● OBJECTIVE
Substitute "locate_regions" for "find_regions" everywhere in the rows below, leaving everything else as it is. Omit the pictures from your answer.

++++++++

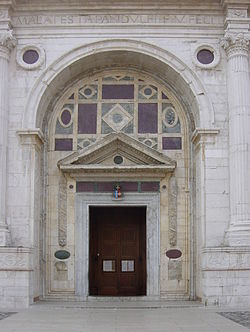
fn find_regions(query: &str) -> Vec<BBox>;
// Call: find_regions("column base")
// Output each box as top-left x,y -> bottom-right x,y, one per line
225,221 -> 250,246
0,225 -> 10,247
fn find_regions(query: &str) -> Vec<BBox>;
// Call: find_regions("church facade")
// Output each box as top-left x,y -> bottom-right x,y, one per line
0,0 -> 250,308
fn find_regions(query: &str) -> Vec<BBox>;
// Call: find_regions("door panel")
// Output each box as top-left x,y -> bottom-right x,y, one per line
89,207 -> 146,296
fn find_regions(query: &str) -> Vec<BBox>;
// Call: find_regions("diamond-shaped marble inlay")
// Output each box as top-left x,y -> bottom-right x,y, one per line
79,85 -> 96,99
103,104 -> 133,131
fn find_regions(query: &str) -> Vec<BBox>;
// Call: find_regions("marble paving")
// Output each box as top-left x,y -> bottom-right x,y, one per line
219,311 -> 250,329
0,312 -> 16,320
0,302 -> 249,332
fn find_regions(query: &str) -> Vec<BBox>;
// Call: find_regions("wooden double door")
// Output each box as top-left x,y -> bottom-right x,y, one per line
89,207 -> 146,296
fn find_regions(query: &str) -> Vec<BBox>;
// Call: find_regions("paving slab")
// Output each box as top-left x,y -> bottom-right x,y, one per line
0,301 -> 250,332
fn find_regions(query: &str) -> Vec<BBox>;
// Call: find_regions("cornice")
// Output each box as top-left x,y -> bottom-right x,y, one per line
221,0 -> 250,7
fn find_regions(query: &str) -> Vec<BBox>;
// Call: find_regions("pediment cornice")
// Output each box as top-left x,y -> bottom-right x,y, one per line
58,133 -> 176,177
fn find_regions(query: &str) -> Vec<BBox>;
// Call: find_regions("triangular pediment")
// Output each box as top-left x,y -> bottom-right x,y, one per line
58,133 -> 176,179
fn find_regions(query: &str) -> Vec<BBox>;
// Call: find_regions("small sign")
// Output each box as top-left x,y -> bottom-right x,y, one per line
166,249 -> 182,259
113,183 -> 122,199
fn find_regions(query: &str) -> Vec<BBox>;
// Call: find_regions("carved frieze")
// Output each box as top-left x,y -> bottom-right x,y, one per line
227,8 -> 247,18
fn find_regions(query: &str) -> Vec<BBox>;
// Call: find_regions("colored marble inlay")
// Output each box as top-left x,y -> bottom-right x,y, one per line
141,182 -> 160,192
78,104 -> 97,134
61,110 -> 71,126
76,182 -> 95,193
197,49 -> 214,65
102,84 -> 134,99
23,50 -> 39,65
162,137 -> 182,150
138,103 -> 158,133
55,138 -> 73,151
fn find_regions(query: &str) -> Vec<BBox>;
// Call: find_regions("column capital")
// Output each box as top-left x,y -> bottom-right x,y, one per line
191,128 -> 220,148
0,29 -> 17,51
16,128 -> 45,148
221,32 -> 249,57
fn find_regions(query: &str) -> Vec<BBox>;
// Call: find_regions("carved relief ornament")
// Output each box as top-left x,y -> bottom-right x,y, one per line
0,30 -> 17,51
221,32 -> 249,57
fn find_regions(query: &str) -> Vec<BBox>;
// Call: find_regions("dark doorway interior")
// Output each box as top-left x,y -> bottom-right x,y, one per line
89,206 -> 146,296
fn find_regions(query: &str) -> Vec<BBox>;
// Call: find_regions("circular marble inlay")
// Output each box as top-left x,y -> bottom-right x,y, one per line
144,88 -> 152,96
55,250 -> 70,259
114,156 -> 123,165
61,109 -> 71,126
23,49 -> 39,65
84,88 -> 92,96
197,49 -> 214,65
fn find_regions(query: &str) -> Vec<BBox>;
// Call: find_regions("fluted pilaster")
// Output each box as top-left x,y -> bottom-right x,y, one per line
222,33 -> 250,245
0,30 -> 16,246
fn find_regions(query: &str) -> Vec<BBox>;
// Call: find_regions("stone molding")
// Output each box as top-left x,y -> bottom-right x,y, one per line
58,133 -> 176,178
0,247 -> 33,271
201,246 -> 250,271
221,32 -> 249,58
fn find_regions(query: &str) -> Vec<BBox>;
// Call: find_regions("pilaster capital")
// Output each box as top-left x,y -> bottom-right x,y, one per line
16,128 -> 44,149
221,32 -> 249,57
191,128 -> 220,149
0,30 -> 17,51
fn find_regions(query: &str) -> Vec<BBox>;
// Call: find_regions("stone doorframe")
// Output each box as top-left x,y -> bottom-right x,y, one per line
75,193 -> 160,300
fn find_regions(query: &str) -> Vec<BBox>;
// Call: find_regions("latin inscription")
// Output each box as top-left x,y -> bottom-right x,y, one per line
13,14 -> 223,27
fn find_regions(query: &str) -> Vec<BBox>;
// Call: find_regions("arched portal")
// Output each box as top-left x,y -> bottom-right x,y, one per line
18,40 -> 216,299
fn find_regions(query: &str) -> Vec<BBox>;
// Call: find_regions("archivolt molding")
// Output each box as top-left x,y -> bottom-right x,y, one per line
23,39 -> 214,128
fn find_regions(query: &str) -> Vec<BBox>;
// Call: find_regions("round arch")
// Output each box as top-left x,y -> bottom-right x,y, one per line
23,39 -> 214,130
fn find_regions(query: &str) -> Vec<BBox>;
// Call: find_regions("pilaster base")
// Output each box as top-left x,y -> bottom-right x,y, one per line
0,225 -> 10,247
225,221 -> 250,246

++++++++

● RESULT OF THIS TASK
fn locate_regions(query: &str) -> Vec<BBox>;
// Call: locate_regions("column base")
// Output each box as top-left x,y -> bottom-right x,y, one per line
225,221 -> 250,246
0,225 -> 10,247
fn locate_regions(query: &str) -> Vec<BBox>;
// Call: locate_regions("church facade")
// Output each box as top-left x,y -> bottom-right x,y, one per line
0,0 -> 250,308
fn locate_regions(query: &str) -> Vec<BBox>;
// Call: locate_regions("door panel")
// Output each box as top-left x,y -> bottom-right x,y, one per line
89,207 -> 146,296
fn locate_regions(query: &str) -> Vec<BBox>;
// Call: locate_regions("diamond-shaped marble inlay")
// Output each box as top-left x,y -> bottom-right x,y, one per line
79,85 -> 96,99
103,104 -> 133,131
fn locate_regions(query: &str) -> Vec<BBox>;
// Call: locate_regions("marble paving")
// Output each box as top-left x,y -> bottom-right x,y, one per line
219,311 -> 250,329
0,312 -> 16,320
0,302 -> 249,332
fn locate_regions(query: &str) -> Vec<BBox>;
// Call: locate_regions("wooden double door")
// Output each box as top-left x,y -> bottom-right x,y, one per line
89,207 -> 146,296
fn locate_regions(query: &str) -> Vec<BBox>;
// Call: locate_regions("paving slab")
// Output each box as top-left x,y -> bottom-right x,y, one per line
0,301 -> 250,332
fn locate_regions(query: &str) -> Vec<BBox>;
// Call: locate_regions("cornice")
// Output each box as top-left x,y -> bottom-right x,y, one per line
221,0 -> 250,7
fn locate_regions(query: &str) -> Vec<BBox>;
// Call: locate_regions("pediment cornice")
// Output each box as top-left x,y -> bottom-right x,y, one per line
58,133 -> 176,177
fn locate_regions(query: &str) -> Vec<BBox>;
// Call: locate_regions("triangular pediment")
// Output each box as top-left x,y -> bottom-right x,y, one per line
58,133 -> 176,179
fn locate_regions(query: &str) -> Vec<BBox>;
// Call: locate_regions("small sign")
// Output each box as top-left x,y -> bottom-right x,y, one per line
166,249 -> 182,259
113,183 -> 122,199
fn locate_regions(query: &str) -> Vec<BBox>;
// Call: locate_regions("carved frieze")
// Output each box as top-left x,y -> bottom-right x,y, one per line
227,8 -> 247,18
fn locate_regions(query: &str) -> Vec<BBox>;
// Call: locate_regions("colored marble inlay")
// Output each box as top-left x,y -> bottom-right x,y, one per line
141,182 -> 160,192
78,104 -> 97,134
61,110 -> 71,126
76,182 -> 95,193
197,49 -> 214,65
102,84 -> 134,99
23,50 -> 39,65
162,137 -> 182,150
138,103 -> 158,133
55,138 -> 73,151
fn locate_regions(query: &str) -> Vec<BBox>;
// Call: locate_regions("column capital")
// Output each box as top-left x,y -> bottom-right x,y, one per line
191,128 -> 220,148
0,29 -> 17,51
16,128 -> 45,148
221,32 -> 249,57
fn locate_regions(query: &str) -> Vec<BBox>;
// Call: locate_regions("carved relief ornament")
// Output each box as top-left x,y -> bottom-right x,y, one per line
0,30 -> 17,51
221,32 -> 249,57
fn locate_regions(query: &str) -> Vec<BBox>;
// Call: locate_regions("dark doorway interior")
// Output each box as top-left x,y -> bottom-right x,y, one per line
89,206 -> 146,296
fn locate_regions(query: &str) -> Vec<BBox>;
// Call: locate_regions("circular marble inlay")
// Output each box as top-left x,y -> bottom-right x,y, one per line
144,88 -> 152,96
55,250 -> 70,259
114,156 -> 123,165
61,109 -> 71,126
23,49 -> 39,65
84,88 -> 92,96
197,49 -> 214,65
fn locate_regions(query: &str) -> Vec<BBox>;
// Call: locate_regions("fluted pilaster")
// Output each box as top-left x,y -> bottom-right x,y, one per line
222,33 -> 250,245
0,30 -> 16,246
fn locate_regions(query: &str) -> Vec<BBox>;
// Call: locate_regions("stone molding")
// Output each box as top-left x,y -> bottom-right x,y, one per line
58,133 -> 176,178
0,247 -> 33,271
201,246 -> 250,271
221,32 -> 249,58
fn locate_regions(query: &str) -> Vec<BBox>;
// Call: locate_regions("pilaster capital")
// Output each box as top-left x,y -> bottom-right x,y, one per line
16,128 -> 44,149
221,32 -> 249,57
191,128 -> 220,149
0,30 -> 17,51
fn locate_regions(query: &str) -> Vec<BBox>;
// Call: locate_regions("stone doorframe")
// Output each box as top-left x,y -> bottom-right x,y, one per line
75,193 -> 160,300
fn locate_regions(query: &str) -> Vec<BBox>;
// Call: locate_regions("latin inscription")
// Output each box as top-left x,y -> bottom-right x,y, one per line
13,14 -> 223,27
fn locate_regions(query: &str) -> Vec<BBox>;
// Call: locate_regions("arched portal")
// Output each box as top-left x,y -> bottom-right x,y, one per line
18,40 -> 216,299
fn locate_regions(query: &str) -> Vec<BBox>;
// Call: locate_regions("archivolt molding")
// Output each box as top-left x,y -> bottom-right x,y, one per line
23,39 -> 214,128
fn locate_regions(query: &str) -> Vec<BBox>;
// Call: locate_regions("round arch")
// Output each box as top-left x,y -> bottom-right x,y, one per line
23,39 -> 214,130
fn locate_regions(query: &str) -> Vec<BBox>;
// Call: locate_regions("pilaster base")
// Output each box as top-left x,y -> bottom-right x,y, one per line
0,225 -> 10,247
225,221 -> 250,246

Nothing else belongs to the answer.